READING PASSAGE:

┄┄┄┄┄┄

I can't say markets weren't relieved to see such a report as literally all markets were dancing from the joy! The dollar index rose 0.6% almost instantly as the federal currency gained against all majors but less powerful against the Sterling pound. Against the Euro it gained 0.5% and 1% against the Yen. The US stock market leaped as the Dow Jones industrial were up 103 points to reach 13,104 while the S&P500 rose 11.3 points and the Nasdaq composite up 15 points. As for US treasuries, it came as no surprise when it slid after the release of the report!
The effect wasn't limited there as European markets also celebrated! The cattle theory has proved to be right once again as we see the UK FTSE 100 rise 1.5%, German DAX jump 1.6% and the French CAC inclining 1.7%.
In a different report, the Commerce Department reported that its factory orders came showing a surprising gain of 1.4% opposing odds of a slight 0.2% rise and the previous revised reading to -0.9% from -1.3%.

┄┄┄┄┄┄

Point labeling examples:
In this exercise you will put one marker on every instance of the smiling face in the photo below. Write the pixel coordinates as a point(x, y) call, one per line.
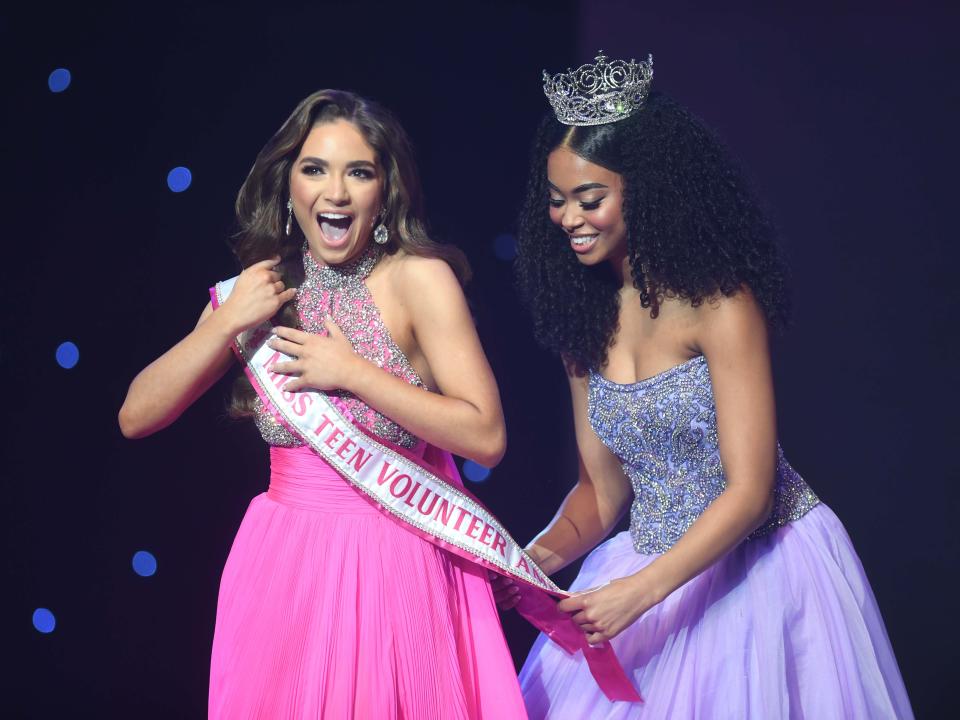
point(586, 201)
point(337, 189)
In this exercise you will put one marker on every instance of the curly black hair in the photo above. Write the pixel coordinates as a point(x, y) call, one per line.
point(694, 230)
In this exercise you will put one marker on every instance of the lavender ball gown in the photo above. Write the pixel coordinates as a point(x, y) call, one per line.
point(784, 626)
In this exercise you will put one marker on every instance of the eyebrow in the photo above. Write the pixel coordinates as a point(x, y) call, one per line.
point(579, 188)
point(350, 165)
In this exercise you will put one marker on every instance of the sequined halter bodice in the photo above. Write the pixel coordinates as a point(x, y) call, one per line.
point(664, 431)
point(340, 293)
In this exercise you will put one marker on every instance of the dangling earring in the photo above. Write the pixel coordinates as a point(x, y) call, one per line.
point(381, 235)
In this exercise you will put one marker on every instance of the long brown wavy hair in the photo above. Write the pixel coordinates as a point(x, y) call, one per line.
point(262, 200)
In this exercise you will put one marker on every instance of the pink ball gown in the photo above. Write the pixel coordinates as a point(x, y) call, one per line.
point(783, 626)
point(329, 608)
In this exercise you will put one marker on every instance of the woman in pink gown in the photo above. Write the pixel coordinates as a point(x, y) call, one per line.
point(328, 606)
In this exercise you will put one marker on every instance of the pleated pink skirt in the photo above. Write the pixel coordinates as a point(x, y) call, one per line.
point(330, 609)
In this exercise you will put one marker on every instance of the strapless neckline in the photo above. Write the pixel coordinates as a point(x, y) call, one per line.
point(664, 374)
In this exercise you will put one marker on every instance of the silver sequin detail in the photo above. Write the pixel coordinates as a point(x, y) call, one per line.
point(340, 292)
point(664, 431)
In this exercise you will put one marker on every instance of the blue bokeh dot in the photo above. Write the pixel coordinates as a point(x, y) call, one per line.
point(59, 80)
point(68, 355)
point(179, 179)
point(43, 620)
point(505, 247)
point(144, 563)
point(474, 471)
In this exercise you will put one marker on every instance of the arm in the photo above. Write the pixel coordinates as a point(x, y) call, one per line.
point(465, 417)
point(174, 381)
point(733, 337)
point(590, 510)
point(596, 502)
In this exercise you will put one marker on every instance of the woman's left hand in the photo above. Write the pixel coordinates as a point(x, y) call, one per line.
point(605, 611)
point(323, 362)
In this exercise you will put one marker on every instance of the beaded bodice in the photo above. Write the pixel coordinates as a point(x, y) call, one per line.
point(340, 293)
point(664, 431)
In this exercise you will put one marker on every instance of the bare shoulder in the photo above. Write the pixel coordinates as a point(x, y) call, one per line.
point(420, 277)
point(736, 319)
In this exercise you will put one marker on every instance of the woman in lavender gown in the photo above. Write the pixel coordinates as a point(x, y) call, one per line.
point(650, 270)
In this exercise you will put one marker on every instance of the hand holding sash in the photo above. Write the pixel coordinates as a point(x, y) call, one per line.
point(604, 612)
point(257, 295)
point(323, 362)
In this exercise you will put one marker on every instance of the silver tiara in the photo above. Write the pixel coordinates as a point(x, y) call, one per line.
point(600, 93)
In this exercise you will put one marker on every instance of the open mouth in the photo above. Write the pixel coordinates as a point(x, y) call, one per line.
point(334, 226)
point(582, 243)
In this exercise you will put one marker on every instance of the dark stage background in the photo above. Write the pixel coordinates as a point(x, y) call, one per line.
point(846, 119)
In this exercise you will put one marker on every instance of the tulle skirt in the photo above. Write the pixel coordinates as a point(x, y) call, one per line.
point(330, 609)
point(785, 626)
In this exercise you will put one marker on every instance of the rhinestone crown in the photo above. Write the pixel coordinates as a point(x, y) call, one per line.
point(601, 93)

┄┄┄┄┄┄

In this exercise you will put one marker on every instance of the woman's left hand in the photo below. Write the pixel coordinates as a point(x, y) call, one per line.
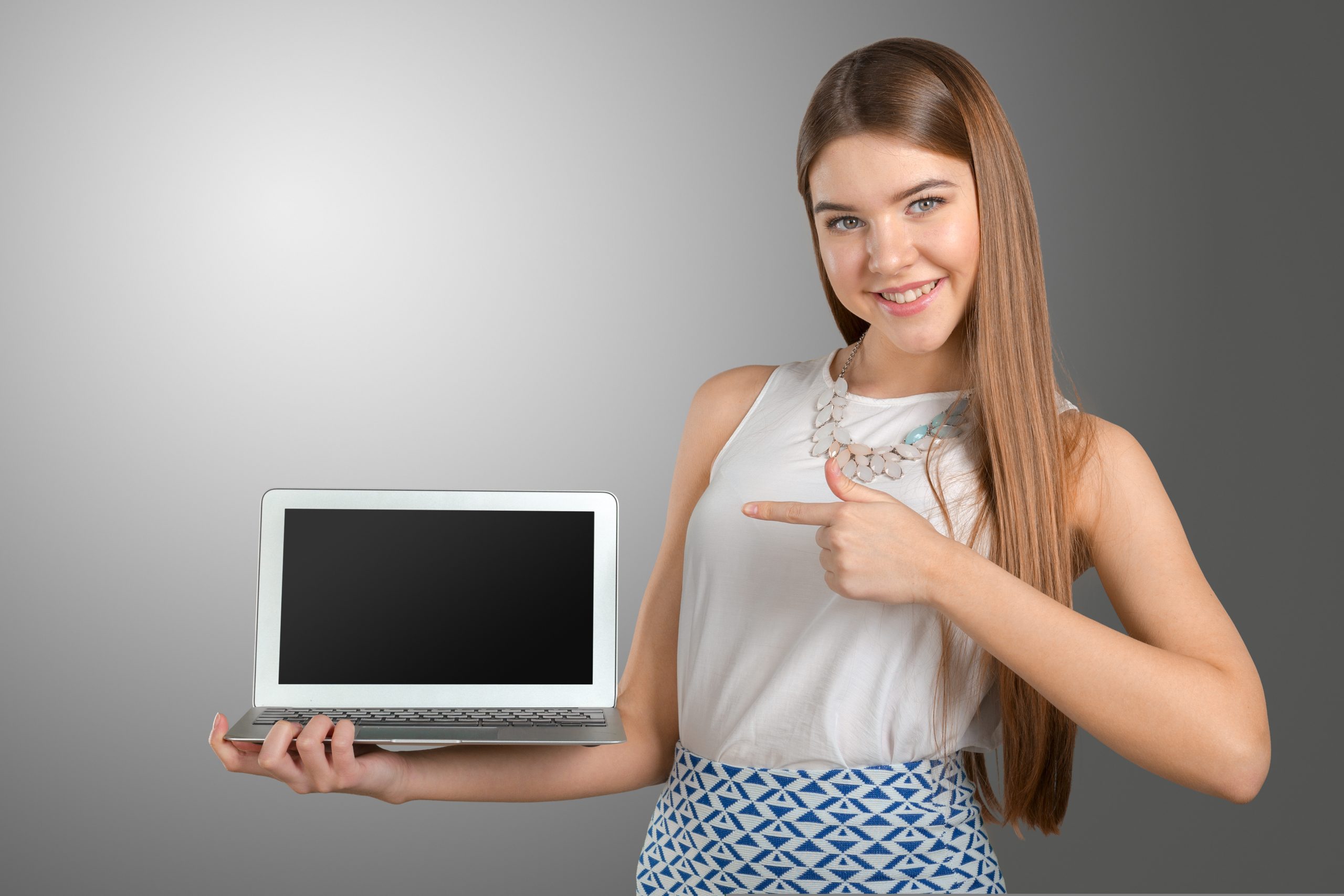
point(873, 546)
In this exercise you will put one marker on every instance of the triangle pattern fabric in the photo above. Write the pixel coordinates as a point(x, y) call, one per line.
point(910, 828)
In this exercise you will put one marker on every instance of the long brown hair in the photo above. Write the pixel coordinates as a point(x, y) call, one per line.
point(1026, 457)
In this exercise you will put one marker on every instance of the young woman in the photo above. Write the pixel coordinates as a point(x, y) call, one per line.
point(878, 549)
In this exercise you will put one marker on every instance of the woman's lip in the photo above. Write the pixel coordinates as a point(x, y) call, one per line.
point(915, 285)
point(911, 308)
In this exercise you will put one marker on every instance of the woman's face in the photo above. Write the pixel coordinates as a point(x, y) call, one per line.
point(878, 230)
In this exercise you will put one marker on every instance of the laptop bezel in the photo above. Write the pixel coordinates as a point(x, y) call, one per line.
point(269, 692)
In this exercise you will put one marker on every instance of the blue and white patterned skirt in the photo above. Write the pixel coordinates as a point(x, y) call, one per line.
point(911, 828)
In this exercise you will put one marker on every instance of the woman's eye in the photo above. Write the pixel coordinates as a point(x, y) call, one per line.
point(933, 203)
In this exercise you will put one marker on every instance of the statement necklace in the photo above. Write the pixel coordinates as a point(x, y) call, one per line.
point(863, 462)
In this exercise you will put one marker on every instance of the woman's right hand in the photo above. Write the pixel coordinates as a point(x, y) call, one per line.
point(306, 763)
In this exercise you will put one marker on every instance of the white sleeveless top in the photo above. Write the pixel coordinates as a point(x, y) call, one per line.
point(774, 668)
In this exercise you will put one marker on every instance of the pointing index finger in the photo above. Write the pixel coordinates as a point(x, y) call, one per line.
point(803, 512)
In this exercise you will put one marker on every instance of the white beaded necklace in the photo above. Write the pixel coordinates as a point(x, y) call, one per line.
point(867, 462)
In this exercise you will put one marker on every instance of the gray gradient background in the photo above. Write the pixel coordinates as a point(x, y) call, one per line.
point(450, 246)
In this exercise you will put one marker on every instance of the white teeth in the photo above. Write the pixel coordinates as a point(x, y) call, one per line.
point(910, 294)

┄┄┄┄┄┄

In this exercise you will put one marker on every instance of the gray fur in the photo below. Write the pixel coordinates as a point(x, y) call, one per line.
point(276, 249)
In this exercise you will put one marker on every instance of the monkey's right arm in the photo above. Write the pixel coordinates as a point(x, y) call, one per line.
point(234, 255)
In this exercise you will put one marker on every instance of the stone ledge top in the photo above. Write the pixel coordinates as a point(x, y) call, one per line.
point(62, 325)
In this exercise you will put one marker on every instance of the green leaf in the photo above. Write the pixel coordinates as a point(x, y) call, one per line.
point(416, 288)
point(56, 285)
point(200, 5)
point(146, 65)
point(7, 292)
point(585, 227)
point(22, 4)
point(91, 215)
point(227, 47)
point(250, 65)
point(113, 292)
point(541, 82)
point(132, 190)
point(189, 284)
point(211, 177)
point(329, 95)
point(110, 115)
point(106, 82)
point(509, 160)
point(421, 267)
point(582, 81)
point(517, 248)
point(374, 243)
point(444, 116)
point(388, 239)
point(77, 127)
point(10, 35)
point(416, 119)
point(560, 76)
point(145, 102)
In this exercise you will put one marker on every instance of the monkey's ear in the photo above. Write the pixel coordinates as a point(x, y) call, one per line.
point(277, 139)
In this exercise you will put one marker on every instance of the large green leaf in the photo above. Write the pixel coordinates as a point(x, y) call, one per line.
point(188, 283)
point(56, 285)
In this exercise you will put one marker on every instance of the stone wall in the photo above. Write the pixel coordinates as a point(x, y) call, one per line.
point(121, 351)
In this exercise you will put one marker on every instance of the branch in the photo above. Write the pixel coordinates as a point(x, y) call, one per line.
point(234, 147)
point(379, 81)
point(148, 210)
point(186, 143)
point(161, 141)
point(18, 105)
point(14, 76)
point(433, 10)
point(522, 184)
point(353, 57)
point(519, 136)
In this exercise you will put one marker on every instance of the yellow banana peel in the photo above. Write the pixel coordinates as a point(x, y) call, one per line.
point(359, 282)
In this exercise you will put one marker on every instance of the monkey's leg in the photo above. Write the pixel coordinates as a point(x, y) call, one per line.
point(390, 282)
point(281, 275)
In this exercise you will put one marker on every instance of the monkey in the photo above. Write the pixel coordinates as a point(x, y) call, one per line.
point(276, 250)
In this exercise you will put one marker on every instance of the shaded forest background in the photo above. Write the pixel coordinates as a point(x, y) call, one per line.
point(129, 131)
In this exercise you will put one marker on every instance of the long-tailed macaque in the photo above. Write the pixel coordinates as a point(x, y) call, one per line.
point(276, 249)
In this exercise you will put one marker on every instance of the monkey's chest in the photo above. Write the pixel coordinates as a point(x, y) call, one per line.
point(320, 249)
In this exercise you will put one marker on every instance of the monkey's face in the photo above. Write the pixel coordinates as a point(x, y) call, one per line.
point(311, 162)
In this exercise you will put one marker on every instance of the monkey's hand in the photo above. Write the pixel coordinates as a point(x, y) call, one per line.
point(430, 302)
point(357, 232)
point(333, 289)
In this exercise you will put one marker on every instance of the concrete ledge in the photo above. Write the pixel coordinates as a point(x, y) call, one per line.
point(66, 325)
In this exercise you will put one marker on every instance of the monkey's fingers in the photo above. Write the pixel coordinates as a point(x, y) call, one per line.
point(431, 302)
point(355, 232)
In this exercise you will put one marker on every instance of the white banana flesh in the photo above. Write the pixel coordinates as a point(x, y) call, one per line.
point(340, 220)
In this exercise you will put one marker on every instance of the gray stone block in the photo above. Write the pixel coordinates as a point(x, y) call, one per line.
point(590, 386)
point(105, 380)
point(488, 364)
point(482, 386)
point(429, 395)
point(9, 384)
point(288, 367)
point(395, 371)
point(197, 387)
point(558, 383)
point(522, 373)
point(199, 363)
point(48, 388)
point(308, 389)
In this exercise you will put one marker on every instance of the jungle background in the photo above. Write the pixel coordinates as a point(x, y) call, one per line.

┄┄┄┄┄┄

TASK REQUIREMENTS:
(1) According to the market report, by how many points did the Dow Jones industrials rise, and what level did they reach?
(2) Continue the market report from its last sentence.

OUTPUTS FOR THE TASKS:
(1) The Dow Jones industrials rose 103 points to reach 13,104.

(2)
The rise in the reading was supported by the large rise in nondurable goods orders as it gained 2.6% marking the largest rise since November. On the other hand, orders for durable goods rose only 0.1% in March but that wasn't surprising because new orders in the ISM showed that it was pretty much stable yesterday.
Excluding transportation, orders in the US would have risen by 2.2%. Despite the massive drop in defense capital goods as it fell 5.5%, it wasn't able to offset the positive readings in the other sectors. Orders for computers and electronics components inclined 0.9% while shipments rose 1.1% after falling 1.9% the previous month.
It's back ladies and gentlemen and if you don't know what I'm talking about then you're in the wrong business!! The return of the dollar, the return of the appetite, and the restoration of the confidence in the markets might be the drivers for normal markets once again. Carry trades have been dominating the markets since the morning since investors have been letting go of low-yielding assets and purchasing more risky assets specifically those with high returns. A round of applause dear reader as the dollar is stepping up to center stage!